**EXERCISE**:
Check every line below for the word "water" and copy each one that has it.

**RECORDS FOR PROCESSING**:
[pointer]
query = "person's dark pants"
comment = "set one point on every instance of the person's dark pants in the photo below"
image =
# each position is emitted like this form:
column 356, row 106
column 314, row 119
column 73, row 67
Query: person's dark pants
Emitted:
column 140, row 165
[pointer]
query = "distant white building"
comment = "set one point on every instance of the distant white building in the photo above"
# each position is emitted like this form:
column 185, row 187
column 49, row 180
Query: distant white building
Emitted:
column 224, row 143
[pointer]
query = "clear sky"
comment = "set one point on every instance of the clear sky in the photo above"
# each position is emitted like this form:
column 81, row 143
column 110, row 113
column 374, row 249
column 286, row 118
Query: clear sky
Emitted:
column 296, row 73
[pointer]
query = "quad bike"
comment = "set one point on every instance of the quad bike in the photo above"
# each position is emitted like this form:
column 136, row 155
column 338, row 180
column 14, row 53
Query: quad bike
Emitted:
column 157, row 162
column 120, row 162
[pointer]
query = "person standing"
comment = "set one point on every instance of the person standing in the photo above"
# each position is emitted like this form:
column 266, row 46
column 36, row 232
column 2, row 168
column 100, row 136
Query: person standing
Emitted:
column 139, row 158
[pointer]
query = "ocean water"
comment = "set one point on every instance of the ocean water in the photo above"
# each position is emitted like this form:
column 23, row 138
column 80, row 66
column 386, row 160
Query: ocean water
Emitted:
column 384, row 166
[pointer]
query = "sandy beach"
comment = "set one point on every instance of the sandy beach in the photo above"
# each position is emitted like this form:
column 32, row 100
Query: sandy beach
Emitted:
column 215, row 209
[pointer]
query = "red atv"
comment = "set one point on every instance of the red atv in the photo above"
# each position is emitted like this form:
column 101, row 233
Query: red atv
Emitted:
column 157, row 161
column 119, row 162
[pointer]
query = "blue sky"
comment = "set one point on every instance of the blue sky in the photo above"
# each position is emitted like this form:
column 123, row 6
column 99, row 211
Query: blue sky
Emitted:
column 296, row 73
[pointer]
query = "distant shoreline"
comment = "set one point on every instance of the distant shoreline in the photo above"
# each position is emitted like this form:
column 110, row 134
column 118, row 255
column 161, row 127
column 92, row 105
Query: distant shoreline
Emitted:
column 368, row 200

...

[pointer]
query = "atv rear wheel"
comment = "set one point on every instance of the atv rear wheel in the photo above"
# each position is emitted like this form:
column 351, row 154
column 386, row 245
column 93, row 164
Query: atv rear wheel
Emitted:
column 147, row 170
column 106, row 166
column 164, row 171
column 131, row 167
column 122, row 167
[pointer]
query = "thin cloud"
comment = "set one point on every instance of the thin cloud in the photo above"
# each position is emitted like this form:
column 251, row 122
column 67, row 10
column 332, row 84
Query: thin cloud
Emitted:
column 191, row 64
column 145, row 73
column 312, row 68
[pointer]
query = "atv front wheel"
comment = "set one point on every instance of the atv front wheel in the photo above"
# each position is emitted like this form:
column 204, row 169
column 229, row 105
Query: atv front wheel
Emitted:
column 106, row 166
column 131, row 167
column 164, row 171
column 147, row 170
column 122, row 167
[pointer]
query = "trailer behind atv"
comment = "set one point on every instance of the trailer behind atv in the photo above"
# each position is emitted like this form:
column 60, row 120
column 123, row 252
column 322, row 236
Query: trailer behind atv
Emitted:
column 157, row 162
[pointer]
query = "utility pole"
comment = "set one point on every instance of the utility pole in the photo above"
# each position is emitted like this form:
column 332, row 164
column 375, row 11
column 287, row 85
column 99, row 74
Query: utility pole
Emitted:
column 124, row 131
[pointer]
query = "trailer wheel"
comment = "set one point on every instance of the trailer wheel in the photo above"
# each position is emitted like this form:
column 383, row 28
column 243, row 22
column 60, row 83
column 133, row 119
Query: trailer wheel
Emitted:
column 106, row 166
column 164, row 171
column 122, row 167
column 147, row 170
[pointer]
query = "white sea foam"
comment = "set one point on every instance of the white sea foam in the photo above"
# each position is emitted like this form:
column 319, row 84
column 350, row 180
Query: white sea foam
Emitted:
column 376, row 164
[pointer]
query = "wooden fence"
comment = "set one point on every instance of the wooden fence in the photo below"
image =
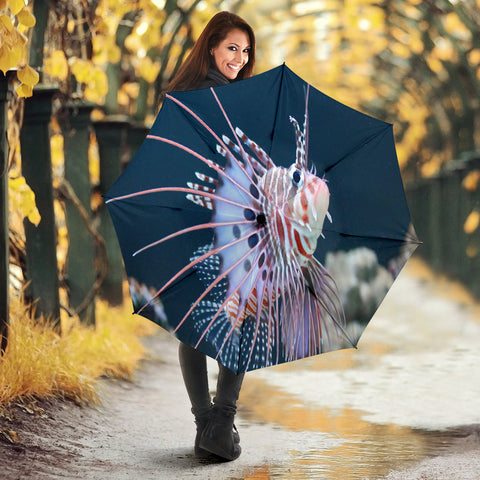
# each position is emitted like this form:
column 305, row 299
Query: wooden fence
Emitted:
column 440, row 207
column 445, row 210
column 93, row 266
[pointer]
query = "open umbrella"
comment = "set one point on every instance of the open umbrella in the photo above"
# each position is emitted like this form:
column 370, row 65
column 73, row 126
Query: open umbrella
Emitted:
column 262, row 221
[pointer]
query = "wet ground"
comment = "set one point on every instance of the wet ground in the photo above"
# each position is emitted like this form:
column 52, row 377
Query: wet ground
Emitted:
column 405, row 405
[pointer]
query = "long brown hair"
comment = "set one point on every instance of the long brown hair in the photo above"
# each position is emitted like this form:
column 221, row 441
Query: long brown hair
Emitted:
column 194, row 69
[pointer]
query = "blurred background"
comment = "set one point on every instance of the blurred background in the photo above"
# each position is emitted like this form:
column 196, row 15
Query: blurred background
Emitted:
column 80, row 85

...

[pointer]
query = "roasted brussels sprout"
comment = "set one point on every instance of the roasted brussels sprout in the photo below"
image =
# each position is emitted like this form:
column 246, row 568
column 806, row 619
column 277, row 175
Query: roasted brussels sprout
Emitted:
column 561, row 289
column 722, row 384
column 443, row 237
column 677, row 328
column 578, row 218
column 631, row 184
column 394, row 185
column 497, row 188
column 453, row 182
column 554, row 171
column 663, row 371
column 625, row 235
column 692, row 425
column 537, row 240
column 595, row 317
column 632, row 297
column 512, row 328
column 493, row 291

**EXERCISE RESULT**:
query = "ocean water"
comment = "set one point on every instance of the ocean water in the photo above"
Query: ocean water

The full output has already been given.